#### [Da fare]
Estrai dall'articolo su Gaza e Cisgiordania il passo che va da "ANCHE IN CISGIORDANIA" a "permesso di tornare.", riportandolo parola per parola.

#### [Articolo]
--*--

Intanto, i bombardamenti israeliani e l’attacco dei droni sono diventati più pericolosi da quando è terminata la prima fase del cessate il fuoco. Domenica sei persone sono state uccise dall’esercito. Altre tre ieri tra Rafah e Khan Younis. Diversi i feriti. Dopo la fine della tregua molte zone sono state prese di mira. Sono almeno 116 i palestinesi uccisi negli ultimi 42 giorni, ossia dall’inizio della tregua. I militari dichiarano di colpire «persone sospette», pure quando si tratta di minori e di gruppi di civili.

ANCHE IN CISGIORDANIA la situazione si fa sempre più difficile. Più di 180 case abbattute a Jenin, il 90% della popolazione sfollata, strade, infrastrutture distrutte, acqua, elettricità e cibo tagliati. L’aspetto peggiore è che gli abitanti non sanno se e quando potranno tornare. Altre volte è successo, in passato, distruzioni enormi, bombardamenti, bulldozer che spaccano in due le vie principali e tagliano la rete fognaria. Ma appena l’esercito si ritirava, i palestinesi erano pronti a ricostruire. Questa volta Tel Aviv ha dichiarato che vuole rimanere, con le ruspe ma anche con i carri armati, e che ai palestinesi non sarà permesso di tornare.

--*--

#### [Record elencati]
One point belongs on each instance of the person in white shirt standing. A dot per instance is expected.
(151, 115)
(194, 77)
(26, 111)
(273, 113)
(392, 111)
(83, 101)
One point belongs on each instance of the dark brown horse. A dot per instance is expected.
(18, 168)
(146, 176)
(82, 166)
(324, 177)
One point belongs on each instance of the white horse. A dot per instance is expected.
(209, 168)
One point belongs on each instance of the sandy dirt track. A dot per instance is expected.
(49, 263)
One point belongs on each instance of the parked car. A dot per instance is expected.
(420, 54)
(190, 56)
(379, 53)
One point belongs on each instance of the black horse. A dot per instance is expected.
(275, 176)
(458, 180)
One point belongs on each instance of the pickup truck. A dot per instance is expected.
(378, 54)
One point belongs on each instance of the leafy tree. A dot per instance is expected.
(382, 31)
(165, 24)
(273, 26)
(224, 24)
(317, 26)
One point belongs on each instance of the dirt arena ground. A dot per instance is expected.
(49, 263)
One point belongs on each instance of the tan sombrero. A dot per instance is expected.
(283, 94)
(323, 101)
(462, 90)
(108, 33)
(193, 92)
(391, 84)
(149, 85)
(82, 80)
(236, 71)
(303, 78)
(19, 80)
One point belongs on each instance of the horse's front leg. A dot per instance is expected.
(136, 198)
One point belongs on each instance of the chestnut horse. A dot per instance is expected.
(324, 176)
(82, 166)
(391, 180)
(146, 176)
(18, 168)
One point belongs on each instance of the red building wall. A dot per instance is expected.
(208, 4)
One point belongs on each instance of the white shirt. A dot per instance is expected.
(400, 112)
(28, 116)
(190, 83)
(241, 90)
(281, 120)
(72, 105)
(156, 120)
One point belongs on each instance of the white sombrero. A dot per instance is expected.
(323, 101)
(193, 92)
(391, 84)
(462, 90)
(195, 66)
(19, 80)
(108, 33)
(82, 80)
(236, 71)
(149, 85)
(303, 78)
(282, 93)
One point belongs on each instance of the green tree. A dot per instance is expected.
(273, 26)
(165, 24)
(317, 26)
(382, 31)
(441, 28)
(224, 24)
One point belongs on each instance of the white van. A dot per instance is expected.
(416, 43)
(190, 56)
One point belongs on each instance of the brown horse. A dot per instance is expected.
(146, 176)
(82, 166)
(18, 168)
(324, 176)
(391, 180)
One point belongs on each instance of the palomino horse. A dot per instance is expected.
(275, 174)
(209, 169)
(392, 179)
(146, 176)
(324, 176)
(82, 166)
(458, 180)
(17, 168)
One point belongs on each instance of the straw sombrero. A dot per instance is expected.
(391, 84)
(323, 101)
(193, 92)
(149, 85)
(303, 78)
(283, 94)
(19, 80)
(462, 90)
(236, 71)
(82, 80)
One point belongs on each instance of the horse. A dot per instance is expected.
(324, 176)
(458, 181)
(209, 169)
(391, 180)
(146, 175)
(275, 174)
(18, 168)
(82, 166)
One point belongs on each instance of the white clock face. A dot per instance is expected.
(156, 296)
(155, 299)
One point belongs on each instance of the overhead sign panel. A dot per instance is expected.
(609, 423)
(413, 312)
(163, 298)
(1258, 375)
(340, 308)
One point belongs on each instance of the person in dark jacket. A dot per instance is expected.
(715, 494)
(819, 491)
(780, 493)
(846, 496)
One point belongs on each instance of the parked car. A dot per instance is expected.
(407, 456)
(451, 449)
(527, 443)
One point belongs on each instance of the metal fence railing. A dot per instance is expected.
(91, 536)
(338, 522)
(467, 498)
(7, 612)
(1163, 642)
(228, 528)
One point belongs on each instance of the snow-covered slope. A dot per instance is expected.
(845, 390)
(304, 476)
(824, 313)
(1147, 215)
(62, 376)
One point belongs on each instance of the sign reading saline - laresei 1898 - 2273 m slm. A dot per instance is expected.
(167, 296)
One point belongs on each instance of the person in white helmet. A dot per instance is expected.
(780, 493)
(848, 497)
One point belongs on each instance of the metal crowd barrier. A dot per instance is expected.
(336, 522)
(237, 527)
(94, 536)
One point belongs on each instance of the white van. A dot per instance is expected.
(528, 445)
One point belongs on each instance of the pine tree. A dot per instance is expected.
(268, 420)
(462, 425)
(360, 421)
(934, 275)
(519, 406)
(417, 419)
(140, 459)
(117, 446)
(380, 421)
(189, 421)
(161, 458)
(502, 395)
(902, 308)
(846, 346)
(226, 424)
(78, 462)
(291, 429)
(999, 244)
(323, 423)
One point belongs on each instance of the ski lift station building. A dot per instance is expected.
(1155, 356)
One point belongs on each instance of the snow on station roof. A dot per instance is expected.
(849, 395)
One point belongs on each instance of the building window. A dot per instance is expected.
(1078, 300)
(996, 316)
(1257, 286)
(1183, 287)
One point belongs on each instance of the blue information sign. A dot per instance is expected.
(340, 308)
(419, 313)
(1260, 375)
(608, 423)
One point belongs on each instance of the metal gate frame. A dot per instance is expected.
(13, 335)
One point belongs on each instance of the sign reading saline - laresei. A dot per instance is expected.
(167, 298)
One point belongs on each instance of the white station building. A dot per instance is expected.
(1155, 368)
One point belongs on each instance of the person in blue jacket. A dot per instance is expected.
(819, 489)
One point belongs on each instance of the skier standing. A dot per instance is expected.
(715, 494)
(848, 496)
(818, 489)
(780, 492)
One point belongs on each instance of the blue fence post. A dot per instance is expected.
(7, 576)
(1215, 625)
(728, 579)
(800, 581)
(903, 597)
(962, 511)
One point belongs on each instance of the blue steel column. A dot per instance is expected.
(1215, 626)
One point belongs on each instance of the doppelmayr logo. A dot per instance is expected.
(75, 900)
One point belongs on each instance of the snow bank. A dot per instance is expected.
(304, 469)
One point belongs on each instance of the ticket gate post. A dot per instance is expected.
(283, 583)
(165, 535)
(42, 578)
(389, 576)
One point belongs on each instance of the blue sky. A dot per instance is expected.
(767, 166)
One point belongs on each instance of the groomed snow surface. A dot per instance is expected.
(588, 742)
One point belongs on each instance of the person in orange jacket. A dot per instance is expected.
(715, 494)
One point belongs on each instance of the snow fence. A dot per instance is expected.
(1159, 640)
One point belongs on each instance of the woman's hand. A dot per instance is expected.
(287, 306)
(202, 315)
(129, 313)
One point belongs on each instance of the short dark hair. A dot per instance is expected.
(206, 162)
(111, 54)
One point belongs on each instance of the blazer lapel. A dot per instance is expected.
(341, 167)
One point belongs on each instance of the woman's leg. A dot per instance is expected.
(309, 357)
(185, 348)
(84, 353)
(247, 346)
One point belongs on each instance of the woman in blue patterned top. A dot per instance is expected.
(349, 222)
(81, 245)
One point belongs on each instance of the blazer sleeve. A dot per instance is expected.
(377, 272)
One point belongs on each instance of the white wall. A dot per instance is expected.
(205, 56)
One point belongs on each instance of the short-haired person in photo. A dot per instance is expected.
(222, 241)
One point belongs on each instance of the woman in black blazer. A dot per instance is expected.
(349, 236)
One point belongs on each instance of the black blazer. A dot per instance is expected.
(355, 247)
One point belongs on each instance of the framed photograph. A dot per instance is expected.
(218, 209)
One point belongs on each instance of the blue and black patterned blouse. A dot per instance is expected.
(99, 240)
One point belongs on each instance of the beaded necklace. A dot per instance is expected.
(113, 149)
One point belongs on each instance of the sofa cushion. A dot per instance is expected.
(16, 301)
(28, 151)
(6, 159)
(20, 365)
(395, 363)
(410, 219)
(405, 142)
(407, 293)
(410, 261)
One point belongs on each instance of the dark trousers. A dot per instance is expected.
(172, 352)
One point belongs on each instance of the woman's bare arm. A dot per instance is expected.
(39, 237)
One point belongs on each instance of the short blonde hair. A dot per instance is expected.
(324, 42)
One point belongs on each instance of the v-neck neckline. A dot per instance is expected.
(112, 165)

--*--

#### [Risultato]
ANCHE IN CISGIORDANIA la situazione si fa sempre più difficile. Più di 180 case abbattute a Jenin, il 90% della popolazione sfollata, strade, infrastrutture distrutte, acqua, elettricità e cibo tagliati. L’aspetto peggiore è che gli abitanti non sanno se e quando potranno tornare. Altre volte è successo, in passato, distruzioni enormi, bombardamenti, bulldozer che spaccano in due le vie principali e tagliano la rete fognaria. Ma appena l’esercito si ritirava, i palestinesi erano pronti a ricostruire. Questa volta Tel Aviv ha dichiarato che vuole rimanere, con le ruspe ma anche con i carri armati, e che ai palestinesi non sarà permesso di tornare.